> What the task asks
Print all entries word for word.

── Source records ──

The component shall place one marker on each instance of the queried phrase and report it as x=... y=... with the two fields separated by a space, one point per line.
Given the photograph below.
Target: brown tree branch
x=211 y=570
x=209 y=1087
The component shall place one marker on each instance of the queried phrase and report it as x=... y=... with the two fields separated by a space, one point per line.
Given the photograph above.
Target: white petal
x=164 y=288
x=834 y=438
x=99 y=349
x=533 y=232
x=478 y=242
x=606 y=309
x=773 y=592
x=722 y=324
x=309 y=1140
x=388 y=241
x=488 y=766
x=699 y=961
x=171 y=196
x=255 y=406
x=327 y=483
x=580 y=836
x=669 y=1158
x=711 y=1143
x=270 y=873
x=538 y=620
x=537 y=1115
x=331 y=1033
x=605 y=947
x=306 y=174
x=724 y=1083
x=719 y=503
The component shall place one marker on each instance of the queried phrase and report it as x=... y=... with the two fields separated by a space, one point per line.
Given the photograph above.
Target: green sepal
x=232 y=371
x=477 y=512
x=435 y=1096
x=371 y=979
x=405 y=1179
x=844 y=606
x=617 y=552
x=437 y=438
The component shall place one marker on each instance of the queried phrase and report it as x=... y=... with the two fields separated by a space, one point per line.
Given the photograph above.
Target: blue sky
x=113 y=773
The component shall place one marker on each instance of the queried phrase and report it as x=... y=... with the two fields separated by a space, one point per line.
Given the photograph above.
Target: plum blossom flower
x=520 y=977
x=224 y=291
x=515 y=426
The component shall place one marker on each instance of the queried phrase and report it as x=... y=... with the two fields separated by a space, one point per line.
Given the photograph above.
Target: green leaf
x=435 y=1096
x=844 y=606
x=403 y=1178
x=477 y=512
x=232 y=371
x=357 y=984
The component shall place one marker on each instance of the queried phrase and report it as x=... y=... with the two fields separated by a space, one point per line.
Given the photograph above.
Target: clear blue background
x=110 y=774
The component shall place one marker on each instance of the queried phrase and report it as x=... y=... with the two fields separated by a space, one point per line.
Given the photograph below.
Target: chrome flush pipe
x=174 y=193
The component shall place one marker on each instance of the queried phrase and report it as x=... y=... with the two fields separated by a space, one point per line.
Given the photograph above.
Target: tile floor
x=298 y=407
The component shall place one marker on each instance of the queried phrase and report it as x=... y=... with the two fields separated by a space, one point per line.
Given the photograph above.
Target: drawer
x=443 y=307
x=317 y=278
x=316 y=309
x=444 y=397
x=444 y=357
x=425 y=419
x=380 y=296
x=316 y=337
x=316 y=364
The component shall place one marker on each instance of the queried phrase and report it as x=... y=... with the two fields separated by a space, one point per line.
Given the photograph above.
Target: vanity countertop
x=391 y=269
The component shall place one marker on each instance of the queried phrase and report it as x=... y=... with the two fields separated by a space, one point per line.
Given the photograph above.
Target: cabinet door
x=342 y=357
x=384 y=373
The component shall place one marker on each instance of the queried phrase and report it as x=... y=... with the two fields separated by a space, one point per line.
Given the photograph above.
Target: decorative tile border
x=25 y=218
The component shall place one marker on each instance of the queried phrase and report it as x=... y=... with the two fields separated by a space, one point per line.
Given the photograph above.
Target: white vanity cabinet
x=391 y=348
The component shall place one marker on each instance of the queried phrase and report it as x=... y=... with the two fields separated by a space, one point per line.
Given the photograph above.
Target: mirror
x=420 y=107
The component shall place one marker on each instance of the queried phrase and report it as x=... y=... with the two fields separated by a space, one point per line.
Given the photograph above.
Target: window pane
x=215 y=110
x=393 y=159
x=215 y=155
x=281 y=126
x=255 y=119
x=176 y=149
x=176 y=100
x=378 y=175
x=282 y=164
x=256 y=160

───

> Final answer
The component shall place one marker on each instance of the queried phrase and report it as x=... y=... with the two fields separated by a space, one point per line.
Given the photograph below.
Target: brown tree branch
x=211 y=570
x=209 y=1087
The component shall place one marker on each instance of the queried phrase and report it as x=... y=... with the two fields separated by a space, one point per line.
Given the photograph above.
Target: white petal
x=164 y=288
x=834 y=438
x=99 y=349
x=533 y=232
x=478 y=242
x=606 y=309
x=773 y=592
x=722 y=324
x=309 y=1140
x=388 y=241
x=488 y=766
x=699 y=961
x=171 y=196
x=255 y=406
x=327 y=483
x=580 y=836
x=669 y=1158
x=711 y=1143
x=270 y=873
x=538 y=620
x=537 y=1115
x=331 y=1033
x=605 y=947
x=306 y=174
x=724 y=1083
x=719 y=503
The component shall place one marker on each instance of the queried phrase and report it as x=... y=... with the two fields separated by a space, one point per line.
Given the photograph above.
Target: green sepal
x=232 y=371
x=477 y=512
x=435 y=1096
x=371 y=979
x=405 y=1179
x=844 y=606
x=617 y=552
x=437 y=438
The component shall place one marker on each instance of the queried phrase and report it as x=... y=... with the two fields separated by a space, one point per line.
Given the photograph above.
Target: blue sky
x=113 y=773
The component shall place one marker on each instance of the queried phrase and report it as x=... y=... with the two fields separated by a space, one point per line.
Given the photograph above.
Target: plum blossom flower
x=520 y=977
x=224 y=291
x=515 y=426
The component shall place one marker on each instance of the queried phrase and report it as x=... y=... with the two fields separated by a space, one point per line.
Given the photograph above.
Target: green leaf
x=435 y=1096
x=844 y=606
x=403 y=1178
x=477 y=512
x=232 y=371
x=357 y=984
The component shall place one marker on each instance of the queried phrase and report it as x=... y=... with the two fields separated by a space, one point per line.
Given the photograph above.
Target: clear blue background
x=110 y=774
The component shall place one marker on each instance of the queried phrase and report it as x=... y=... with the two fields separated by a space, one point per line.
Given the photograph below.
Target: chrome flush pipe
x=174 y=193
The component shall place one marker on each instance of the queried phrase and report it as x=... y=... with the two fields separated by a space, one point per line.
Given the photograph above.
Target: tile floor
x=298 y=407
The component shall place one marker on each instance of the queried phrase and report it as x=... y=... with the two fields separated by a space, one point per line.
Given the photograph above.
Target: drawer
x=443 y=307
x=317 y=278
x=316 y=309
x=444 y=397
x=444 y=357
x=425 y=419
x=380 y=296
x=316 y=337
x=316 y=364
The component shall place one marker on each instance of the queried phrase and report it as x=... y=... with the two fields separated by a space, one point per line.
Given the photograph above.
Target: vanity countertop
x=391 y=269
The component shall place one marker on each instance of the queried phrase and report it as x=... y=... with the two fields separated by a space, one point per line.
Given the photograph above.
Target: cabinet door
x=342 y=357
x=384 y=373
The component shall place one marker on each instance of the queried phrase and report it as x=... y=... with the two fields separated by a space, one point per line.
Given the photograph above.
Target: decorative tile border
x=25 y=218
The component shall place one marker on each instance of the queried phrase and report it as x=... y=... with the two fields separated by a space, one point per line.
Given the photograph above.
Target: white vanity cabinet
x=391 y=348
The component shall place one marker on each instance of the queried phrase and report it as x=... y=... with the two fields separated by a space, one point per line.
Given the photograph above.
Target: mirror
x=420 y=107
The component shall place one marker on each instance of the queried phrase and report it as x=... y=... with the two fields separated by a space, one point per line.
Given the photograph above.
Target: window pane
x=215 y=110
x=393 y=159
x=215 y=155
x=281 y=126
x=255 y=119
x=176 y=149
x=176 y=100
x=378 y=175
x=282 y=164
x=256 y=160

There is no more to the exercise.